EXERCISE INPUTS:

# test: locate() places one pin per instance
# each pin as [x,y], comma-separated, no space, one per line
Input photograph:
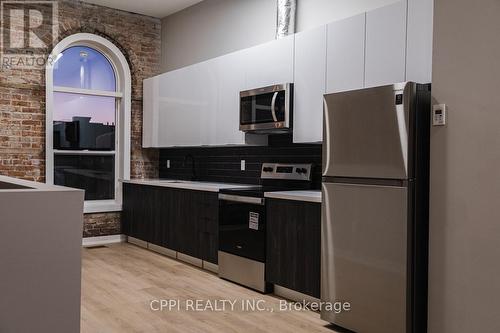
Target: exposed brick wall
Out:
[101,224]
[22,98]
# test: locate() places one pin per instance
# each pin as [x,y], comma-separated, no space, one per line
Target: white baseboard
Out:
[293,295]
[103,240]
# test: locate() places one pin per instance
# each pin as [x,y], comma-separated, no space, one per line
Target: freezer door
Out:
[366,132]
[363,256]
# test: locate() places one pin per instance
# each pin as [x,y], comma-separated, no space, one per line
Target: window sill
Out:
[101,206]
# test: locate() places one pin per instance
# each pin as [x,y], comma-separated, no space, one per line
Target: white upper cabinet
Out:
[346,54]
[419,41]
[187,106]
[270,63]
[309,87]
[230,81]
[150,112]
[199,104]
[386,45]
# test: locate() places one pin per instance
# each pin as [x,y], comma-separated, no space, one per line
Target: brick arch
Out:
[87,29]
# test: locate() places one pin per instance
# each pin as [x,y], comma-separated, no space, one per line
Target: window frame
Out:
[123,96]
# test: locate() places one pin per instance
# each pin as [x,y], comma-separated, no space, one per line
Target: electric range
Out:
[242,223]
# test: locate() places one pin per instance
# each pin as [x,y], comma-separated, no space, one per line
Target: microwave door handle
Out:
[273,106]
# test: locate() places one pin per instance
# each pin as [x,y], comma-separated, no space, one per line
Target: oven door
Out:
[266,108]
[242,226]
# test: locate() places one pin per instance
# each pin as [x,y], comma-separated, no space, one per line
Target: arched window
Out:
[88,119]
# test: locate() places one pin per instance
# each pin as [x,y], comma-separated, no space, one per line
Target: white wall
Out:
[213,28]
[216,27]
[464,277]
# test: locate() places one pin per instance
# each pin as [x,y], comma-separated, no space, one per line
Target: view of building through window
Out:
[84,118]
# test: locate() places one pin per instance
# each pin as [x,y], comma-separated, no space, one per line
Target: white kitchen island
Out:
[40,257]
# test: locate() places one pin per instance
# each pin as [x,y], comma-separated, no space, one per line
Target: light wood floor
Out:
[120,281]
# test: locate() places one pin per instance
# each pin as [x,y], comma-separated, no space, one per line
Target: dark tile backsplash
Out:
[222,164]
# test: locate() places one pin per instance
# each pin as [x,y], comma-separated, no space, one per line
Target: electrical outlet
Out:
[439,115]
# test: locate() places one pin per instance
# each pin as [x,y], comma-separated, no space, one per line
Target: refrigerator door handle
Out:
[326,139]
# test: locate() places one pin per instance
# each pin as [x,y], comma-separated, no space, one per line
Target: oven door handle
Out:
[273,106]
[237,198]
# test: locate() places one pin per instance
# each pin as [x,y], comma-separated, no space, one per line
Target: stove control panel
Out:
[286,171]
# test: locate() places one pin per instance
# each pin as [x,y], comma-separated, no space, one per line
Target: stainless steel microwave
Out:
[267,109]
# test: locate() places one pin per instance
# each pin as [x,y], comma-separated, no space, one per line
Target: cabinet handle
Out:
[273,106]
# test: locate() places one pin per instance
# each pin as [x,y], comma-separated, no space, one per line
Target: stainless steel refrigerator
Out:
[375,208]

---

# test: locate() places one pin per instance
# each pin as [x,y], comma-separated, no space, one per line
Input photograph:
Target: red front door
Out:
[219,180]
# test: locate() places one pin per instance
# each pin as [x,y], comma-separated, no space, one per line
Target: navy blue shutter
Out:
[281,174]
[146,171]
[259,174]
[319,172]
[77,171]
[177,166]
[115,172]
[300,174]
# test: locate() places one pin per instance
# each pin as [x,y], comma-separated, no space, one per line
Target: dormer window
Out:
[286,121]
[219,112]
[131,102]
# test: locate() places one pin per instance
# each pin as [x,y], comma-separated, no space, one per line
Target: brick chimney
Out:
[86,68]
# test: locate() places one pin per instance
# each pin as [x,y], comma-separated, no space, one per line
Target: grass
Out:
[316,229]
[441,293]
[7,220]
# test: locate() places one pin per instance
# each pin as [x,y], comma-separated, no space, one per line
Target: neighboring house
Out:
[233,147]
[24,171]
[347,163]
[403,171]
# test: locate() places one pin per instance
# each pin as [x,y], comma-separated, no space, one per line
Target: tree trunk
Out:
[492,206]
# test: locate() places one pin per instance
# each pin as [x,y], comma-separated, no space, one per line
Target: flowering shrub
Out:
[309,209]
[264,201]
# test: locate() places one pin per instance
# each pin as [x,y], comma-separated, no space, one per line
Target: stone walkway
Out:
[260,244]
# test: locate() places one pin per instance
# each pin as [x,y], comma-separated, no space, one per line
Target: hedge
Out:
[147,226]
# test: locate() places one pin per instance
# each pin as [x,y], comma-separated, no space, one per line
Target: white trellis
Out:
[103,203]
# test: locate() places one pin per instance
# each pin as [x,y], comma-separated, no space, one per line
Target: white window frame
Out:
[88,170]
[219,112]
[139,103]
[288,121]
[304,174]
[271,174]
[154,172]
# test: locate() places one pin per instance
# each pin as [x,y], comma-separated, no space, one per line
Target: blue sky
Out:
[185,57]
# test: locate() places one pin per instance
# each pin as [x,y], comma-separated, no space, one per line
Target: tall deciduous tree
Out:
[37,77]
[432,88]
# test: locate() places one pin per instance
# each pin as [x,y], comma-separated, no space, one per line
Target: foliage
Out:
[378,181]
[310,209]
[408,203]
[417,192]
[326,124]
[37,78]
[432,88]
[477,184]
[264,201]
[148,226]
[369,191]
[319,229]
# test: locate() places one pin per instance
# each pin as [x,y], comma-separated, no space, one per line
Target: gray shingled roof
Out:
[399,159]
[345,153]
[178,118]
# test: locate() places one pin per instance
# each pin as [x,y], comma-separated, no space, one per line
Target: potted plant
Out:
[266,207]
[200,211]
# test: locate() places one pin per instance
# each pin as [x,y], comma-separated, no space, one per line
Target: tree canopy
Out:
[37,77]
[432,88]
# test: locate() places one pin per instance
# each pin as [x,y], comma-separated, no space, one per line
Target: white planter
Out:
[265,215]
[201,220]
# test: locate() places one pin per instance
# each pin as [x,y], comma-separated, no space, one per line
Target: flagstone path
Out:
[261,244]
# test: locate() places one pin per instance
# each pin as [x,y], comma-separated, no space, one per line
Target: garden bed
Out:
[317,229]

* * *

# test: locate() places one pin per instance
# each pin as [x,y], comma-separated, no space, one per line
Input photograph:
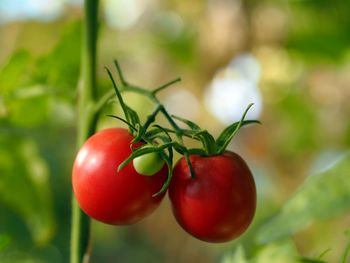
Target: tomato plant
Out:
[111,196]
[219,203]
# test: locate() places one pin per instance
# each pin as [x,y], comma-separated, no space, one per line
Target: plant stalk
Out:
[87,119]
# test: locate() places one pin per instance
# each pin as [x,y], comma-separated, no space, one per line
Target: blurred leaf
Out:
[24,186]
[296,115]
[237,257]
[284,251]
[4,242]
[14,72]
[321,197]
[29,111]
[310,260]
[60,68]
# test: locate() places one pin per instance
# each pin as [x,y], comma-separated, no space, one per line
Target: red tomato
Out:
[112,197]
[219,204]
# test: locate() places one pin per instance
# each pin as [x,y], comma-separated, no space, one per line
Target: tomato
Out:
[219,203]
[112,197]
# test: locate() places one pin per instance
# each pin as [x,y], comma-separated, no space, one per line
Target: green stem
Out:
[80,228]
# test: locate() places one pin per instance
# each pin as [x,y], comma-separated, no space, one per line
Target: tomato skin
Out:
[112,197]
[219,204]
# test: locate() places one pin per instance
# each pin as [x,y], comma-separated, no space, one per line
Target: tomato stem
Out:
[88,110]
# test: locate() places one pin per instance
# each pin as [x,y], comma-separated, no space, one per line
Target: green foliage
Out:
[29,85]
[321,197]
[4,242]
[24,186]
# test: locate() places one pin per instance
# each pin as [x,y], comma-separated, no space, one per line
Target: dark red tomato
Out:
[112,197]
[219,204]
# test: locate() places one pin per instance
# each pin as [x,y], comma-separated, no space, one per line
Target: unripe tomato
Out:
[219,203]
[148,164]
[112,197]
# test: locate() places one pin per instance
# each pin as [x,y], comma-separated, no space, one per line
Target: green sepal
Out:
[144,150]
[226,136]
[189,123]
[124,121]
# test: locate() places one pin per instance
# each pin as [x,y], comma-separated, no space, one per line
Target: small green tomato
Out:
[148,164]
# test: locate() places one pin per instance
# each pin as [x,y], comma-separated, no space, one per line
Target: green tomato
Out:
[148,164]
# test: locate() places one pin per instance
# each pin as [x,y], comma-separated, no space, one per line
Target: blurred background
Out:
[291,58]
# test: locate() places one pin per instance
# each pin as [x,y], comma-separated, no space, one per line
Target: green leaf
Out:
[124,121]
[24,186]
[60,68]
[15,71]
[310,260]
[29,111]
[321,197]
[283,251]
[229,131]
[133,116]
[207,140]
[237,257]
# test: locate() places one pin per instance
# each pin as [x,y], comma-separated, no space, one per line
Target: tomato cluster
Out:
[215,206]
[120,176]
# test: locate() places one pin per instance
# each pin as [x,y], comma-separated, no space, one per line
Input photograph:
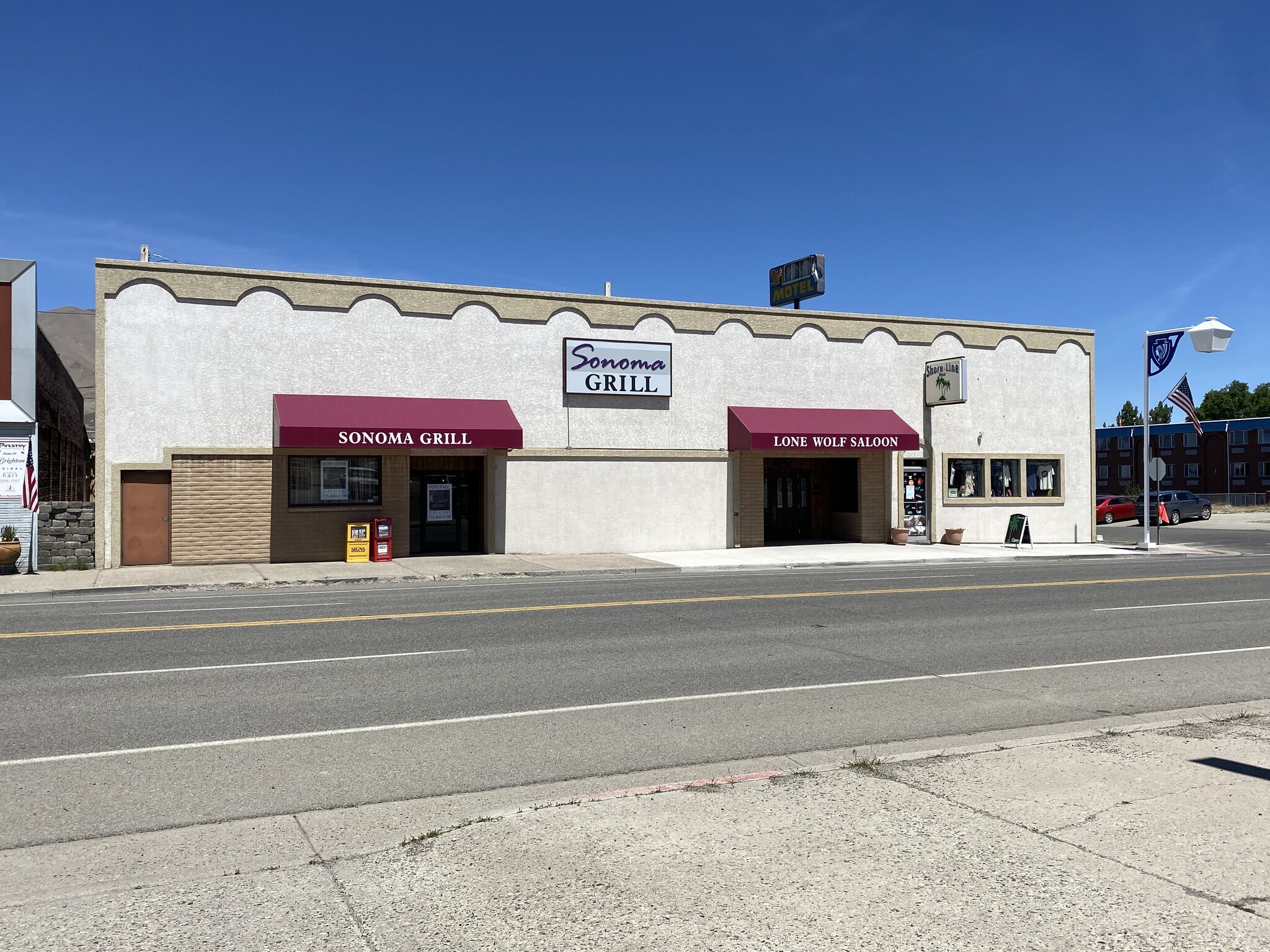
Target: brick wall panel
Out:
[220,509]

INSTRUCTIONS TO FOLLOW: Pull out every line in the records above that contains the word "foliage" and copy each one as it stands.

SOLUTION BELOW:
Target: foliage
Target: green foliage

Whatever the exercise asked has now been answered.